» **PASSAGE GIVEN**
As part of her initiative for greater transparency in trade negotiations, Trade Commissioner Cecilia Malmström invited the Presidency of the Council of the EU, in a letter to Slovak economy minister Peter Ziga on Tuesday 6 September, to encourage disclosure by the Council of all new negotiating directives for free-trade deals with Mexico, Mercosur and Tunisia.
Under its new October 2015 strategy, Trade for All, the Commission "committed to invite the Council to disclose all new negotiating directives immediately after adoption", Malmstrom says in her letter.
The European Commission therefore formally proposed to the Council in December 2015 to disclose the negotiating directives for the modernisation of the FTA with Mexico, but the commissioner regrets that "the Council has so far refused such publication".
For negotiating directives adopted prior to 2015, "in principle we proposed publication on a case-by-case basis. So far the Council has published the negotiating directives for TTIP (Ed: the United States), TiSA (Ed: trade in services) and CETA (Ed: Canada), each of which was welcomed by the European Parliament and civil society without affecting our negotiating positions", the commissioner explained.

» **RECORD SET**
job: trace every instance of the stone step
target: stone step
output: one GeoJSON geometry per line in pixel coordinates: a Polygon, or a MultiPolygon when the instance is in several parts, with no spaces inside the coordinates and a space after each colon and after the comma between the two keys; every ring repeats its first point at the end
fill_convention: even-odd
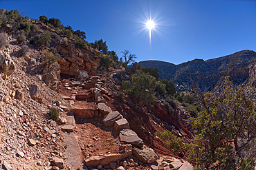
{"type": "Polygon", "coordinates": [[[104,103],[100,103],[99,104],[98,104],[98,108],[100,110],[100,111],[103,114],[103,116],[105,116],[106,114],[112,112],[111,109],[104,103]]]}
{"type": "Polygon", "coordinates": [[[133,148],[134,155],[144,163],[153,163],[159,159],[158,156],[151,148],[133,148]]]}
{"type": "Polygon", "coordinates": [[[112,153],[105,156],[94,156],[85,160],[85,163],[89,167],[96,167],[100,164],[102,166],[109,164],[110,162],[116,162],[118,160],[121,160],[127,158],[132,155],[132,151],[127,151],[124,153],[112,153]]]}
{"type": "Polygon", "coordinates": [[[80,148],[73,133],[66,136],[64,141],[66,144],[65,151],[66,164],[69,169],[83,169],[82,160],[84,159],[82,155],[80,148]]]}
{"type": "Polygon", "coordinates": [[[98,110],[80,107],[72,107],[71,111],[78,118],[92,118],[98,117],[99,114],[98,110]]]}
{"type": "Polygon", "coordinates": [[[104,126],[111,127],[113,126],[116,120],[121,118],[122,118],[122,116],[118,111],[114,111],[104,116],[102,122],[104,126]]]}
{"type": "Polygon", "coordinates": [[[129,123],[127,120],[126,120],[126,118],[121,118],[116,121],[113,127],[117,131],[120,131],[123,129],[130,129],[130,126],[129,125],[129,123]]]}

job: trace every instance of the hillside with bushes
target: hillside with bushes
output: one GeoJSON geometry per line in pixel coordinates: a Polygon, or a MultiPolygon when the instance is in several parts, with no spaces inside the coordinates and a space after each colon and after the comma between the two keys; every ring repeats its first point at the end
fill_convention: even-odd
{"type": "Polygon", "coordinates": [[[255,167],[254,52],[138,63],[86,38],[56,18],[0,10],[3,169],[255,167]]]}
{"type": "Polygon", "coordinates": [[[210,60],[194,59],[179,65],[158,61],[140,61],[142,67],[157,68],[161,79],[172,79],[177,87],[189,90],[193,83],[202,89],[212,90],[219,81],[230,76],[237,85],[243,83],[249,76],[249,65],[256,57],[256,53],[243,50],[230,55],[210,60]]]}

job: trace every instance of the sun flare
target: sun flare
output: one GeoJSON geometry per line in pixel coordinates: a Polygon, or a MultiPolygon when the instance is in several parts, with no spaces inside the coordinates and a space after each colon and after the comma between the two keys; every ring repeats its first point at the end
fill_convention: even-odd
{"type": "Polygon", "coordinates": [[[155,23],[153,22],[153,21],[149,20],[146,23],[146,27],[149,30],[153,29],[154,26],[155,26],[155,23]]]}

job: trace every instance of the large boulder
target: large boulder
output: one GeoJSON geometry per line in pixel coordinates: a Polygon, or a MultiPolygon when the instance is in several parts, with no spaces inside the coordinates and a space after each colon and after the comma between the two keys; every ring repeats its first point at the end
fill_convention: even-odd
{"type": "Polygon", "coordinates": [[[8,54],[0,54],[0,67],[7,76],[10,76],[15,70],[15,62],[8,54]]]}
{"type": "Polygon", "coordinates": [[[121,142],[130,143],[138,147],[143,147],[143,140],[131,129],[123,129],[120,131],[119,137],[121,142]]]}
{"type": "Polygon", "coordinates": [[[113,126],[115,122],[122,118],[122,116],[118,111],[112,111],[106,114],[103,118],[103,124],[106,127],[113,126]]]}
{"type": "Polygon", "coordinates": [[[37,99],[41,94],[41,90],[40,88],[36,85],[33,85],[30,86],[30,88],[29,89],[29,94],[30,95],[30,97],[35,100],[37,99]]]}
{"type": "Polygon", "coordinates": [[[129,123],[126,118],[121,118],[116,121],[114,127],[116,131],[120,131],[123,129],[130,129],[130,126],[129,125],[129,123]]]}
{"type": "Polygon", "coordinates": [[[89,78],[89,76],[88,76],[87,72],[80,72],[79,74],[78,74],[78,78],[79,79],[86,80],[88,78],[89,78]]]}

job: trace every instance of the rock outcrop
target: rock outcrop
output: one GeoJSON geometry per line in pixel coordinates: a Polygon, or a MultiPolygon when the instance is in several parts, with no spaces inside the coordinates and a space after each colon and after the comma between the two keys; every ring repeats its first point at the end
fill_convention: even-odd
{"type": "Polygon", "coordinates": [[[212,89],[219,80],[230,76],[235,85],[243,83],[249,76],[249,65],[256,52],[244,50],[235,54],[203,61],[194,59],[179,65],[158,61],[141,61],[142,67],[157,68],[159,79],[172,79],[180,90],[188,90],[194,83],[201,89],[212,89]]]}

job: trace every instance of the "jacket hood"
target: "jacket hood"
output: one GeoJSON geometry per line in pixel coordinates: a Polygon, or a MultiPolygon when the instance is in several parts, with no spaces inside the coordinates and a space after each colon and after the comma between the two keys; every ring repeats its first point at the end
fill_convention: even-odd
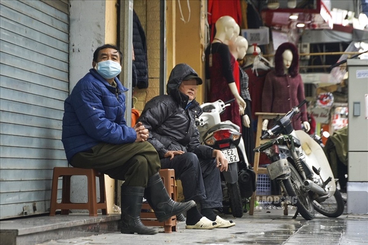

» **GIVEN TASK**
Give again the passage on trade negotiation transparency, everything from "For negotiating directives" down to "the commissioner explained.", word for word.

» **FINAL ANSWER**
For negotiating directives adopted prior to 2015, "in principle we proposed publication on a case-by-case basis. So far the Council has published the negotiating directives for TTIP (Ed: the United States), TiSA (Ed: trade in services) and CETA (Ed: Canada), each of which was welcomed by the European Parliament and civil society without affecting our negotiating positions", the commissioner explained.